* _WHAT YOU NEED TO DO_
Start to finish, retype the entries exactly while omitting the pictures.

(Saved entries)
☆ ☆ ☆ ☆ ☆

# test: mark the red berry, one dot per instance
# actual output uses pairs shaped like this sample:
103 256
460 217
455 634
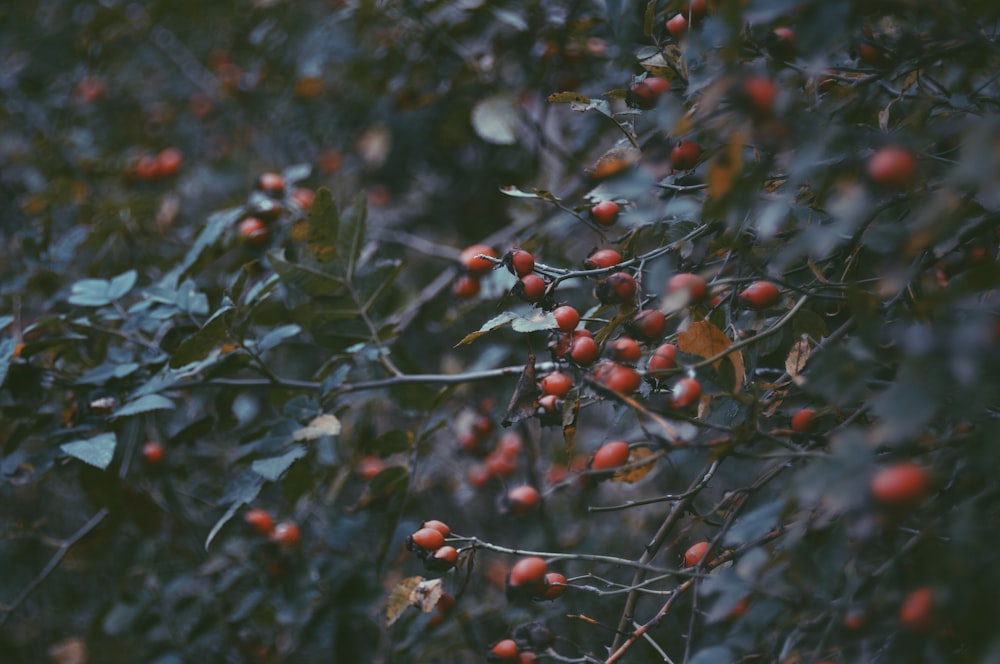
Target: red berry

☆ ☆ ☆ ☆ ☆

* _RESPONSE AREA_
# test: mark the red berry, one dot per instance
# actual output uses pairs shaped like this sample:
103 256
460 217
455 634
Target: red berry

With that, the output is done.